▶ [Material to process]
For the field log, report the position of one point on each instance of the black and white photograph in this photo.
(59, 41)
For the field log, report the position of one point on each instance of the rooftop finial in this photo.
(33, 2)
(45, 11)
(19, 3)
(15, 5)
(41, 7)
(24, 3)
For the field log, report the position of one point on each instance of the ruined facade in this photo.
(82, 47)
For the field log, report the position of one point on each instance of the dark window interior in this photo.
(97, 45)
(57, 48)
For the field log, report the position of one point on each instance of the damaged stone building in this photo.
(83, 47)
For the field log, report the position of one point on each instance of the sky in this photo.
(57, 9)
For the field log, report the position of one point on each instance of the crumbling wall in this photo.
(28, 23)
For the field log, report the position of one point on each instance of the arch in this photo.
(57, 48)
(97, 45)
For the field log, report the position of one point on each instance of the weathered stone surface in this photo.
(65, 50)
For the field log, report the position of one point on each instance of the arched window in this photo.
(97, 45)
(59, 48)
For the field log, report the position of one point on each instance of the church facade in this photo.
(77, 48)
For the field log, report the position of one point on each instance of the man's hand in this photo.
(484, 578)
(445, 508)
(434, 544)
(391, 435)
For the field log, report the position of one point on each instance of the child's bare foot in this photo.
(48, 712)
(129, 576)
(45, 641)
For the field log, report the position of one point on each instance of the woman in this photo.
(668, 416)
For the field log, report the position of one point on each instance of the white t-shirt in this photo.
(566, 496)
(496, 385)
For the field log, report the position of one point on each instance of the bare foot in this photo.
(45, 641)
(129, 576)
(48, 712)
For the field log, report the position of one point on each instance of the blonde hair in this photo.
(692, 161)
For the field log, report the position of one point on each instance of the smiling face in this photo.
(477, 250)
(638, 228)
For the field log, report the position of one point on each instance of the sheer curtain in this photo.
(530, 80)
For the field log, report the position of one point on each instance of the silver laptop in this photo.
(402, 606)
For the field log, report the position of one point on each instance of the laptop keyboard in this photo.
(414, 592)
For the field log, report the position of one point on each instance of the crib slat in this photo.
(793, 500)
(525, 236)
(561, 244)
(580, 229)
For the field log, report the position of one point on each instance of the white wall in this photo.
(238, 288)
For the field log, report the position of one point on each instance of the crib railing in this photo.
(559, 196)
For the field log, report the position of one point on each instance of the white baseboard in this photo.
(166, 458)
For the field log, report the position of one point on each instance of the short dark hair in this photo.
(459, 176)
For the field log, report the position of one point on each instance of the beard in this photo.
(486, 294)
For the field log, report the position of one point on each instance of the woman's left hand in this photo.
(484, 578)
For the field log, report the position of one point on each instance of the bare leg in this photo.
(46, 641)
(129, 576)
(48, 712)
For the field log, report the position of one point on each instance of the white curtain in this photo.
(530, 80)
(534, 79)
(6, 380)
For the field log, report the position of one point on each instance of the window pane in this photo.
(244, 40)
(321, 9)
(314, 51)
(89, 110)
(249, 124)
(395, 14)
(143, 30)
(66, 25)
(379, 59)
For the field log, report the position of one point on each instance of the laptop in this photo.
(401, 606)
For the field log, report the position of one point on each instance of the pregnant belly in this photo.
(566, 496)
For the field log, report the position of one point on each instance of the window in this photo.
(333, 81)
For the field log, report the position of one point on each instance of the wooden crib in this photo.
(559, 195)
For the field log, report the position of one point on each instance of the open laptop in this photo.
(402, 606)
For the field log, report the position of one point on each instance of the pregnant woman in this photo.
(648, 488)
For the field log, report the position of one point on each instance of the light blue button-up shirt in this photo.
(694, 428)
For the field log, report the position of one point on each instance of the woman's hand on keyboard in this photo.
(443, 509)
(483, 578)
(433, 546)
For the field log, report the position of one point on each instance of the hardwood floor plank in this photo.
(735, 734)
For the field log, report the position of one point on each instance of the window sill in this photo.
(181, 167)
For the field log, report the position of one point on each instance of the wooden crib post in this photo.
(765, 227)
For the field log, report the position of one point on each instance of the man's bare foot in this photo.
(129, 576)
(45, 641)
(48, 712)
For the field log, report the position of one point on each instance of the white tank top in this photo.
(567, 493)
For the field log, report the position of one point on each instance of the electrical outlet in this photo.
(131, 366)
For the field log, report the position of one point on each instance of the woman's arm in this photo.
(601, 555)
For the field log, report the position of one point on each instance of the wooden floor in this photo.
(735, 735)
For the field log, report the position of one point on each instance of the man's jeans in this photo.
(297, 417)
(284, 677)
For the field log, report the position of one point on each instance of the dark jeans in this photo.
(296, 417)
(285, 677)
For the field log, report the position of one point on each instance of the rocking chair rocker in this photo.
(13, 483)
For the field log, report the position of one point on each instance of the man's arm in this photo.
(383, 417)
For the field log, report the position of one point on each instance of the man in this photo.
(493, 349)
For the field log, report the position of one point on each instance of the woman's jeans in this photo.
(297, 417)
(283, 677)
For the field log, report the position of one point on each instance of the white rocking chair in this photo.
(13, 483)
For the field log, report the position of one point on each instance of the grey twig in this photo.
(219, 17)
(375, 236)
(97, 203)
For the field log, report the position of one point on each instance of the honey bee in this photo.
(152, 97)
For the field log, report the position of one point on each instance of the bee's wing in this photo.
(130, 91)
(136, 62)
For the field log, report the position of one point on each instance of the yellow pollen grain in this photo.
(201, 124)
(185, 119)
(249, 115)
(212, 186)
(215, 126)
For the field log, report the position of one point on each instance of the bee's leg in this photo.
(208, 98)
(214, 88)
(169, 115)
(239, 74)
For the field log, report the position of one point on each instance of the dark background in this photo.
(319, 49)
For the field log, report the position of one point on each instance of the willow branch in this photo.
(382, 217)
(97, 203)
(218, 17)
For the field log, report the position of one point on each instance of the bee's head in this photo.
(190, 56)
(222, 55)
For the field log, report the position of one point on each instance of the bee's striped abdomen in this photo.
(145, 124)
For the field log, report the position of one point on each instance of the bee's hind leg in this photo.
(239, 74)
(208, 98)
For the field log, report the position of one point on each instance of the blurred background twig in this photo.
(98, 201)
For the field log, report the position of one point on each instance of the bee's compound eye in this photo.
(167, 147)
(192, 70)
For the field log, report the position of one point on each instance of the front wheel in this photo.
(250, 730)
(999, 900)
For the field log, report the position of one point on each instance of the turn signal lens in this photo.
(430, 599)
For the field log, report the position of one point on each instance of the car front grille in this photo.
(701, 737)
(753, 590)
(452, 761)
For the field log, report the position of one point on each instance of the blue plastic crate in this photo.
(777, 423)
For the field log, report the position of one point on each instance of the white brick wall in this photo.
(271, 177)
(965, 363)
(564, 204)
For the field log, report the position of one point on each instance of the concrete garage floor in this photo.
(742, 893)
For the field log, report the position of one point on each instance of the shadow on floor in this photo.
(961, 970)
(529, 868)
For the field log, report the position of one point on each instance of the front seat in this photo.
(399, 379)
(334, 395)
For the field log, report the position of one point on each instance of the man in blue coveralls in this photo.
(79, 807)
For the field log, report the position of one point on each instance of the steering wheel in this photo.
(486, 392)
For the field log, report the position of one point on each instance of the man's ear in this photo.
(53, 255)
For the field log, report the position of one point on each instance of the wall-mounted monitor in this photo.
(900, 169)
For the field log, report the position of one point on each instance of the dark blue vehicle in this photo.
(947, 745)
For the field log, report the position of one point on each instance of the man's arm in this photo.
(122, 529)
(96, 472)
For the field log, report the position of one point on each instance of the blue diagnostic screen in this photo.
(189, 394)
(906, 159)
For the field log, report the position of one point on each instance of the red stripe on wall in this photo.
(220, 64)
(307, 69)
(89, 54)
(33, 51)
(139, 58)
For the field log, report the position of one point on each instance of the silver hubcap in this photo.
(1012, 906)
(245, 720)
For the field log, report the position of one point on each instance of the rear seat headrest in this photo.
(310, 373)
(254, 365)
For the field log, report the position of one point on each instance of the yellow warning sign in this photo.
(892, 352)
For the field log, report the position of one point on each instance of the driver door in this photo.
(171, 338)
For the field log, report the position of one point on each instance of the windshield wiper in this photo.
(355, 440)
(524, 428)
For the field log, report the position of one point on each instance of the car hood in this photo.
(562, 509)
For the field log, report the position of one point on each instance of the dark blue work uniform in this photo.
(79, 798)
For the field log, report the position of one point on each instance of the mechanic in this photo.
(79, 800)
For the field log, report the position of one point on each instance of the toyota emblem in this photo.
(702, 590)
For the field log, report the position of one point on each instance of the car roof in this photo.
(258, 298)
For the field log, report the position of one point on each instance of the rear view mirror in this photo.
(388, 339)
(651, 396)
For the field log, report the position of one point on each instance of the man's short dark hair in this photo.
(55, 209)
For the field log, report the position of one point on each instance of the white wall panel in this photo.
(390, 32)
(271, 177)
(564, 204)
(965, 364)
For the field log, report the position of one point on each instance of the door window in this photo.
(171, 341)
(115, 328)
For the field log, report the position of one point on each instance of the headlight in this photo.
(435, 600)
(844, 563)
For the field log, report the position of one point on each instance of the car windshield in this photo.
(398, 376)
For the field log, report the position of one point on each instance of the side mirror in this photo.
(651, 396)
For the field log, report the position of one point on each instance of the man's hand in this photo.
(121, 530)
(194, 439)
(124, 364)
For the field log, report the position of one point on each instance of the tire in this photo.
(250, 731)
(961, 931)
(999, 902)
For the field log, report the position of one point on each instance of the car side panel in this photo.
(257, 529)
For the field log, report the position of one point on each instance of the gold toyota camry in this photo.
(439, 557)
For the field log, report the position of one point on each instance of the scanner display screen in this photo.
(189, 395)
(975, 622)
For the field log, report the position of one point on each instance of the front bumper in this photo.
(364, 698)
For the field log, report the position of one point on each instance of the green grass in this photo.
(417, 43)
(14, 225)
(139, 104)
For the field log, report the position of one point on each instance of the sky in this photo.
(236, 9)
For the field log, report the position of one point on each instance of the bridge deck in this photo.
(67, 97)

▶ [Directive]
Write out exactly the lines starting with the one that holds "side mirror in this photo." and running through the last line above.

▶ [The answer]
For the field log, report the position of one point on each instance of the side mirror in this photo.
(651, 396)
For the field log, report the position of one point on each instance of the man's hand in this photo.
(121, 530)
(194, 439)
(124, 364)
For the field log, report the position of one point on each instance of the tire in this photo.
(250, 731)
(961, 931)
(999, 902)
For the field log, report the position of one point on each instance of the car side panel in this photo.
(257, 529)
For the field log, report the position of one point on each instance of the gold toyota camry in this photo.
(439, 557)
For the field log, report the position of one point on each instance of the scanner display screen in this photo.
(189, 395)
(975, 622)
For the field log, report the position of one point on each instance of the front bumper in this photo.
(364, 698)
For the field log, report the position of one point on each instance of the green grass in this photo.
(417, 43)
(14, 225)
(139, 104)
For the field log, report the position of one point on each instance of the sky in this photo.
(236, 9)
For the field log, report the position of one point on each instance of the bridge deck in this photo.
(67, 97)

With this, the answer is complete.